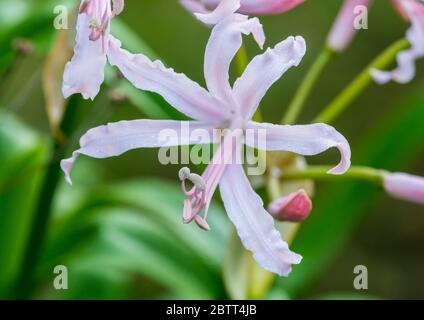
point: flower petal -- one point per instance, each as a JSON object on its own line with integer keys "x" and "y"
{"x": 405, "y": 186}
{"x": 85, "y": 72}
{"x": 344, "y": 29}
{"x": 194, "y": 6}
{"x": 182, "y": 93}
{"x": 264, "y": 70}
{"x": 224, "y": 42}
{"x": 224, "y": 9}
{"x": 117, "y": 138}
{"x": 265, "y": 7}
{"x": 405, "y": 71}
{"x": 306, "y": 140}
{"x": 254, "y": 225}
{"x": 254, "y": 7}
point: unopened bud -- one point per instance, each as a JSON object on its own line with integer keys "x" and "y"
{"x": 295, "y": 207}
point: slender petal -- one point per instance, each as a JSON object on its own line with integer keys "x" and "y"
{"x": 117, "y": 138}
{"x": 264, "y": 70}
{"x": 85, "y": 72}
{"x": 194, "y": 6}
{"x": 306, "y": 140}
{"x": 224, "y": 9}
{"x": 405, "y": 186}
{"x": 224, "y": 42}
{"x": 254, "y": 7}
{"x": 254, "y": 225}
{"x": 182, "y": 93}
{"x": 344, "y": 29}
{"x": 265, "y": 7}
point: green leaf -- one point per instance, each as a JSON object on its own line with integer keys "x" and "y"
{"x": 343, "y": 206}
{"x": 135, "y": 228}
{"x": 23, "y": 154}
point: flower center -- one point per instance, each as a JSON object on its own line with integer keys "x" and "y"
{"x": 199, "y": 196}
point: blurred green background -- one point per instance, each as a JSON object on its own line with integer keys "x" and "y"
{"x": 118, "y": 230}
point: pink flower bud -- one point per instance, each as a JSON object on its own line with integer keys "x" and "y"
{"x": 405, "y": 186}
{"x": 295, "y": 207}
{"x": 344, "y": 28}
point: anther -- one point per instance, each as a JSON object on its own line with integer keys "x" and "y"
{"x": 184, "y": 173}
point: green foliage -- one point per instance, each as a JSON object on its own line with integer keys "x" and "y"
{"x": 338, "y": 211}
{"x": 23, "y": 154}
{"x": 131, "y": 231}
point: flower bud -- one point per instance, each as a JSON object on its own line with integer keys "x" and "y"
{"x": 405, "y": 186}
{"x": 344, "y": 28}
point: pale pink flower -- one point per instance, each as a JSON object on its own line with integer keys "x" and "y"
{"x": 405, "y": 186}
{"x": 84, "y": 74}
{"x": 295, "y": 207}
{"x": 253, "y": 7}
{"x": 221, "y": 106}
{"x": 413, "y": 11}
{"x": 344, "y": 28}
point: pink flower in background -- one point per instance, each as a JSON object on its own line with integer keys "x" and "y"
{"x": 413, "y": 11}
{"x": 344, "y": 28}
{"x": 295, "y": 207}
{"x": 85, "y": 72}
{"x": 253, "y": 7}
{"x": 221, "y": 106}
{"x": 405, "y": 186}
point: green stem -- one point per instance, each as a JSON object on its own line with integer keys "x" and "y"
{"x": 242, "y": 59}
{"x": 361, "y": 82}
{"x": 307, "y": 85}
{"x": 320, "y": 173}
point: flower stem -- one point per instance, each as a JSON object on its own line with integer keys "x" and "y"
{"x": 361, "y": 82}
{"x": 242, "y": 60}
{"x": 307, "y": 85}
{"x": 36, "y": 238}
{"x": 320, "y": 173}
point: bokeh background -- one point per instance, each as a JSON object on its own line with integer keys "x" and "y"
{"x": 118, "y": 230}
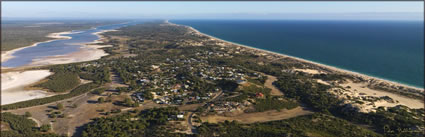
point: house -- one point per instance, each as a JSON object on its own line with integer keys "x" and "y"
{"x": 180, "y": 116}
{"x": 259, "y": 95}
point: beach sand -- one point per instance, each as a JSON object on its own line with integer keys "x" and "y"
{"x": 335, "y": 69}
{"x": 13, "y": 85}
{"x": 88, "y": 52}
{"x": 6, "y": 55}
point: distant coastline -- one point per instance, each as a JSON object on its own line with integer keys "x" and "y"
{"x": 341, "y": 70}
{"x": 56, "y": 35}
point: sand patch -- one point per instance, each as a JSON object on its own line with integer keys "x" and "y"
{"x": 361, "y": 90}
{"x": 9, "y": 54}
{"x": 247, "y": 118}
{"x": 86, "y": 53}
{"x": 309, "y": 71}
{"x": 13, "y": 84}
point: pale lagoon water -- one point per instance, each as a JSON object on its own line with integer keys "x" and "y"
{"x": 58, "y": 47}
{"x": 391, "y": 50}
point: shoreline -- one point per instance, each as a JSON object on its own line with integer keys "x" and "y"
{"x": 7, "y": 55}
{"x": 87, "y": 52}
{"x": 333, "y": 68}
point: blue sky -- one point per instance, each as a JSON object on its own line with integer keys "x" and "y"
{"x": 217, "y": 10}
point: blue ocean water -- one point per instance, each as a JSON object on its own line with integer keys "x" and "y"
{"x": 392, "y": 50}
{"x": 58, "y": 47}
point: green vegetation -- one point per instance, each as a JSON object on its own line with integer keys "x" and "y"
{"x": 27, "y": 114}
{"x": 61, "y": 82}
{"x": 392, "y": 122}
{"x": 22, "y": 127}
{"x": 146, "y": 123}
{"x": 317, "y": 125}
{"x": 75, "y": 92}
{"x": 271, "y": 103}
{"x": 59, "y": 106}
{"x": 16, "y": 34}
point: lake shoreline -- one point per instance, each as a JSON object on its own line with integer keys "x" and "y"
{"x": 87, "y": 52}
{"x": 6, "y": 55}
{"x": 344, "y": 71}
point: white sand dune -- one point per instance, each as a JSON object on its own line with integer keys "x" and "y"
{"x": 362, "y": 88}
{"x": 13, "y": 84}
{"x": 6, "y": 55}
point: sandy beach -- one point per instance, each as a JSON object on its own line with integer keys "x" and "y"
{"x": 13, "y": 86}
{"x": 88, "y": 52}
{"x": 306, "y": 61}
{"x": 6, "y": 55}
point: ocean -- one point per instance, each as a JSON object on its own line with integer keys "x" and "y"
{"x": 391, "y": 50}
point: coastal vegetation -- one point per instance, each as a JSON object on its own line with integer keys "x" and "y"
{"x": 21, "y": 126}
{"x": 16, "y": 34}
{"x": 74, "y": 92}
{"x": 164, "y": 64}
{"x": 61, "y": 82}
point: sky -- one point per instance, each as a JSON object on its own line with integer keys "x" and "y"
{"x": 354, "y": 10}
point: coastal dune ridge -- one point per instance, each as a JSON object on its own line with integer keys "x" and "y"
{"x": 88, "y": 52}
{"x": 340, "y": 70}
{"x": 57, "y": 36}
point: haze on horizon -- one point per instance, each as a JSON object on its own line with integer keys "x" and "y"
{"x": 215, "y": 10}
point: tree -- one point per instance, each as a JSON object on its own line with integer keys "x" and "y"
{"x": 27, "y": 114}
{"x": 45, "y": 127}
{"x": 59, "y": 106}
{"x": 101, "y": 100}
{"x": 127, "y": 101}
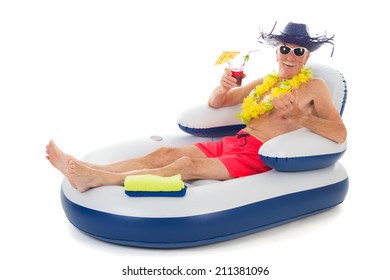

● WRITTEN INSTRUCTION:
Reproduce the stretch from the line containing "point: coastal dune" through the end of the material, with "haze on horizon" replaced by "horizon haze" and everything else unchanged. Leave the pictures out of your answer.

● SOLUTION TO THIS EXERCISE:
point: coastal dune ridge -- one point per instance, each as a JSON object on its own line with integer keys "x" and "y"
{"x": 88, "y": 52}
{"x": 340, "y": 70}
{"x": 57, "y": 36}
point: horizon haze -- one point per instance, each as a JSON object on its own line with integer keys "x" and "y"
{"x": 215, "y": 10}
point: tree -- one point per instance, each as a JSON object on its own line with integer keys "x" and "y"
{"x": 27, "y": 114}
{"x": 45, "y": 127}
{"x": 59, "y": 106}
{"x": 101, "y": 100}
{"x": 127, "y": 101}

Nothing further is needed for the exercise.